___ Text segment ___

Rule used to flag samples as noisy from the fold disagreements.

"threshold"
threshold float

Minimum fraction of disagreeing folds required when vote_rule="threshold".

0.5
action (remove, detect)

Whether noisy samples are dropped or only detected.

"remove"
random_state int

Seed used by the stratified splitter.

33
Notes

Relabel is not implemented yet.

fit(X, y)

Fit the filter and cache fold-wise predictions and agreement scores.

fit_resample(X, y)

Fit the filter and return the filtered data.

get_filter_report()

Return a dictionary with the main fit diagnostics.

get_detection_report()

Return the stored detection report.

Summary of a cross-validated committees filtering run.

EnsembleFiltering

Bases: BaseEstimator

Ensemble-based noise filter using multiple classifiers.

Parameters:

Name Type Description Default
estimators sequence of estimators

Base learners combined in the ensemble committee.

___

* Set of tasks *
1. In the noise filter documentation, what is the default value of random_state?
2. Write the next part of the noise filter documentation, picking up after its last sentence and keeping the same format.
The entries that come next are separate material with no connection to the noise filter documentation.

___ Data section ___

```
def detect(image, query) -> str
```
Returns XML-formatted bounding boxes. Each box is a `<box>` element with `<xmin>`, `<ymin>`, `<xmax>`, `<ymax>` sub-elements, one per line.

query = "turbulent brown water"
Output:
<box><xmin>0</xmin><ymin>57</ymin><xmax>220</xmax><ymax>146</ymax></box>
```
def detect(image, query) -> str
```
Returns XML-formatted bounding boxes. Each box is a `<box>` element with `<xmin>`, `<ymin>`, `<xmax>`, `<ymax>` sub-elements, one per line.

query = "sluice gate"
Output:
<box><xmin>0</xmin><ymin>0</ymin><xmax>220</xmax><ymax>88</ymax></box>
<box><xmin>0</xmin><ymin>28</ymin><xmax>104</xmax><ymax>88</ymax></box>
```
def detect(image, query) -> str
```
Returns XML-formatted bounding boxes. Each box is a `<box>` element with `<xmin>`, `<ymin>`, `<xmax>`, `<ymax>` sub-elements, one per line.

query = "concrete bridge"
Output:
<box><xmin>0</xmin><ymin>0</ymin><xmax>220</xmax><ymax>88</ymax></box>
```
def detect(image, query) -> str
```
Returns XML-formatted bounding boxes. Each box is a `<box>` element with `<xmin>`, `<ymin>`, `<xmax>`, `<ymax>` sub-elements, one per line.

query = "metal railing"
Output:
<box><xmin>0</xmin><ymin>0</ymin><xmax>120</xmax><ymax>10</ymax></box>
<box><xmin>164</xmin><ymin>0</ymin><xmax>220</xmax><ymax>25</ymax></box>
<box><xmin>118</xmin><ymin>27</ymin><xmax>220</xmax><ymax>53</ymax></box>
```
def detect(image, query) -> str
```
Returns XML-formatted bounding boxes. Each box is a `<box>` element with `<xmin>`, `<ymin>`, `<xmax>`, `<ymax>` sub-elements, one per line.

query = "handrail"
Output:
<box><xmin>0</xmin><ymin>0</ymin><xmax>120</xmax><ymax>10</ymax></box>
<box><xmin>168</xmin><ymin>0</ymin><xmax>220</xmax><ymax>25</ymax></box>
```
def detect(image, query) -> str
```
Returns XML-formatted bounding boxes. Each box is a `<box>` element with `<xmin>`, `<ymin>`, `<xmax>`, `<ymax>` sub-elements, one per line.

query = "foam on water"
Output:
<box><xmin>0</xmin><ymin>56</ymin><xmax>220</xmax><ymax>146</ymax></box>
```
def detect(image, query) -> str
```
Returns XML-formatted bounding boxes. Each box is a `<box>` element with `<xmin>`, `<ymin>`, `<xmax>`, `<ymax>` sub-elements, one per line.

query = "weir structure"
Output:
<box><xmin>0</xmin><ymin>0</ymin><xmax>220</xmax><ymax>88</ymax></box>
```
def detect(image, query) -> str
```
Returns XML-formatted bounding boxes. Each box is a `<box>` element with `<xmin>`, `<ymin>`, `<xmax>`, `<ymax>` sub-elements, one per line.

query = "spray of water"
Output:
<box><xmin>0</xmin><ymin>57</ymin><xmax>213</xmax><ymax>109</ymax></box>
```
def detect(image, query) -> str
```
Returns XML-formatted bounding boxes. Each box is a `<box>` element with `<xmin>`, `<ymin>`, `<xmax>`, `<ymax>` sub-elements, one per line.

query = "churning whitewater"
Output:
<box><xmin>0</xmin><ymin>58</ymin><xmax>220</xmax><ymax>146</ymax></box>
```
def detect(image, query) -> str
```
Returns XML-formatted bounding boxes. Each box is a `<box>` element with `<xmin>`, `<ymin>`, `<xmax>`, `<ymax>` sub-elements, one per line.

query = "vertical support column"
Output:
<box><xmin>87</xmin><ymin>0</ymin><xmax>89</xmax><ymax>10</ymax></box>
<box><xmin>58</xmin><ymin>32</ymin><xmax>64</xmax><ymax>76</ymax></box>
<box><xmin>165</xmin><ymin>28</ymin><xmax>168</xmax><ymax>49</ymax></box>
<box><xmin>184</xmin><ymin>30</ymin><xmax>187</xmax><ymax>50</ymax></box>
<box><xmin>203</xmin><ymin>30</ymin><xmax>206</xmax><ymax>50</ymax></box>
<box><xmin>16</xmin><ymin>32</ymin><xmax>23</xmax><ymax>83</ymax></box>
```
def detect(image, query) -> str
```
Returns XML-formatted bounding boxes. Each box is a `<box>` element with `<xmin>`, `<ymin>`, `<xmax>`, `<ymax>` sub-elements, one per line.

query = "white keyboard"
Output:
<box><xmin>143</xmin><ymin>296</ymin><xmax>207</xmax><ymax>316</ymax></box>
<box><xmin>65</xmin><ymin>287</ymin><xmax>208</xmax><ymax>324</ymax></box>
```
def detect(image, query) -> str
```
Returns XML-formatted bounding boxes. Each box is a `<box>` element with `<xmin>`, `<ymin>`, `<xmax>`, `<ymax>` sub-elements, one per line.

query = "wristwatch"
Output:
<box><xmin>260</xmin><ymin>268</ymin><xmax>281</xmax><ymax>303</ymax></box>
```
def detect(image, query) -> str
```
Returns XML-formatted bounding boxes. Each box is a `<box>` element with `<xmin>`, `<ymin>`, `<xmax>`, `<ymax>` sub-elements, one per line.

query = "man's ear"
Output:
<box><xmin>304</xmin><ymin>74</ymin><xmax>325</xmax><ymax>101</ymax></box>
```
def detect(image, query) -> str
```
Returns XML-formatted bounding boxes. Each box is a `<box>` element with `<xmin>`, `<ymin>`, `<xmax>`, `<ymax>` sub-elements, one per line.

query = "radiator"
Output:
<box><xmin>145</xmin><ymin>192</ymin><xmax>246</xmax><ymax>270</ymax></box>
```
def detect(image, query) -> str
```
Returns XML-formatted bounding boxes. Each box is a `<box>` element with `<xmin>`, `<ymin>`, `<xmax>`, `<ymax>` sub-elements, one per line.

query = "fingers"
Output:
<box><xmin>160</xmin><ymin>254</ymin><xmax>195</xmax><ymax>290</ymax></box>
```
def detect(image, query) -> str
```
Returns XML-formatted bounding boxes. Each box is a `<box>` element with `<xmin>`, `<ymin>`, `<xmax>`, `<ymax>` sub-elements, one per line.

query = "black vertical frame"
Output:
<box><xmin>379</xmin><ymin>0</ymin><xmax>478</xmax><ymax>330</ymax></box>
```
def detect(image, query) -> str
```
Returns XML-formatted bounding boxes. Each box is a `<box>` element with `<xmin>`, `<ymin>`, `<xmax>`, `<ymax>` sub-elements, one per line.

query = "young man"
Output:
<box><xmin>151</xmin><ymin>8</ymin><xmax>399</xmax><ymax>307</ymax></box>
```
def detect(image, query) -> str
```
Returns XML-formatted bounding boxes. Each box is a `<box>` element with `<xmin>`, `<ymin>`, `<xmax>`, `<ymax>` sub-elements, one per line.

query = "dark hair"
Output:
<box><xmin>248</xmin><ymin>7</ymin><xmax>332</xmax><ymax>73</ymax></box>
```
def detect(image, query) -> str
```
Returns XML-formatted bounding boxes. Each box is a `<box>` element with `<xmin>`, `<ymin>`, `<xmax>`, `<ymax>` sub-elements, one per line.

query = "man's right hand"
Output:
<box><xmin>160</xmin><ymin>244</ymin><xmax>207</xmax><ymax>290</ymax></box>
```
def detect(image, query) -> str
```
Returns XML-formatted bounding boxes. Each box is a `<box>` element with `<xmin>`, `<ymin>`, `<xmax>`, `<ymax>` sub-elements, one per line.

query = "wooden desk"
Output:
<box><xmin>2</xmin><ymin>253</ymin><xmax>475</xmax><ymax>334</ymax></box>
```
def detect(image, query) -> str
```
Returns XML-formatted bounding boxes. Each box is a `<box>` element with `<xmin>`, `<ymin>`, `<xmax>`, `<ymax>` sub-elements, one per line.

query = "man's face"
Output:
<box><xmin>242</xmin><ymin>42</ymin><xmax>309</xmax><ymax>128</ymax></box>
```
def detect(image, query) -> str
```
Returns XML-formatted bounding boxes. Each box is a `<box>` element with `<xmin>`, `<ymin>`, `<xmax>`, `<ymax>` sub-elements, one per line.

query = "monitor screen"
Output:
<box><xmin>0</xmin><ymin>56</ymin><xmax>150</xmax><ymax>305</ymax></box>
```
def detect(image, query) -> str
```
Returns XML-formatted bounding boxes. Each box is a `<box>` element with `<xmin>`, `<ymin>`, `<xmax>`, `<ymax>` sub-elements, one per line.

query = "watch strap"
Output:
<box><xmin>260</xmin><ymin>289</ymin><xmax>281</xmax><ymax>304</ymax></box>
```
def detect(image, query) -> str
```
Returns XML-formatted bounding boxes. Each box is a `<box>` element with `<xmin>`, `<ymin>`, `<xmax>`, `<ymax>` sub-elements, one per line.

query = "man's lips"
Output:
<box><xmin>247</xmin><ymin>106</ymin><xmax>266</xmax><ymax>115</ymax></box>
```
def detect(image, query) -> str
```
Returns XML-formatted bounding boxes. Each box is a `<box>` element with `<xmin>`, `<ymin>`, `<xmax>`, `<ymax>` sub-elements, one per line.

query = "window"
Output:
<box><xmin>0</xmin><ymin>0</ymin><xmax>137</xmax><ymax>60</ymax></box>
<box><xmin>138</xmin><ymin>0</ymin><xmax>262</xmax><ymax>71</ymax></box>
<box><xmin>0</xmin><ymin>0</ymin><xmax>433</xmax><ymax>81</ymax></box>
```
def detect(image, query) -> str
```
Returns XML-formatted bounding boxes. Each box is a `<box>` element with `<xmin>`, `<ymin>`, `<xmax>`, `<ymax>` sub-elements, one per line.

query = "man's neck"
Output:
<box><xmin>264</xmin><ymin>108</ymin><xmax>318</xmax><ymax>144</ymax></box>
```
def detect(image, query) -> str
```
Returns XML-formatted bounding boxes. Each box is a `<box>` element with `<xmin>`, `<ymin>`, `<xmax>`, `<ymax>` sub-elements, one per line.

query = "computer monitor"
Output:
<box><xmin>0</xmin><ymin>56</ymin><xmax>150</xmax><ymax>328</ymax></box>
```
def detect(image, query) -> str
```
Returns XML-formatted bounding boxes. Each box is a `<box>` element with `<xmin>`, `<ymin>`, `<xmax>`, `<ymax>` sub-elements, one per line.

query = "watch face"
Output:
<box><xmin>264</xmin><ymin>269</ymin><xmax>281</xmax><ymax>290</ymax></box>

___

* Answers for each item *
1. 33

2.
required
cv int

Number of stratified folds used to compute out-of-fold predictions.

10
mode str

Decision rule used to flag samples as noisy. The current implementation accepts "threshold" and "consensus"; the signature default is kept for compatibility.

"S"
threshold float

Minimum fraction of disagreeing estimators required when mode="threshold".

0.5
action (remove, detect)

Whether noisy samples are dropped or only detected.

"remove"
random_state int

Seed used by the stratified splitter.

33
return_noisy_samples bool

Stored on the instance for compatibility; the current implementation does not branch on it.

False
Notes

A sample is flagged as noisy when enough estimators disagree with its observed label.

fit(X, y)

Fit the filter and cache ensemble disagreement counts.

fit_resample(X, y)

Fit the filter and return the filtered data.

get_filter_report()

Return a dictionary with the main fit diagnostics.

get_detection_report()

Return the stored detection report.

Summary of an ensemble-based noise filtering run.

INFFCFilter

Bases: BaseEstimator

Iterative fusion-of-classifiers noise filter.

Parameters:

Name Type Description Default
estimators sequence of estimators or None

Base learners used by the committee. If None, a default trio of C4.5-like tree, 1-NN and LDA is used.

None
cv int

Number of stratified folds used inside each iteration.

10
decision_rule (majority, consensus, threshold)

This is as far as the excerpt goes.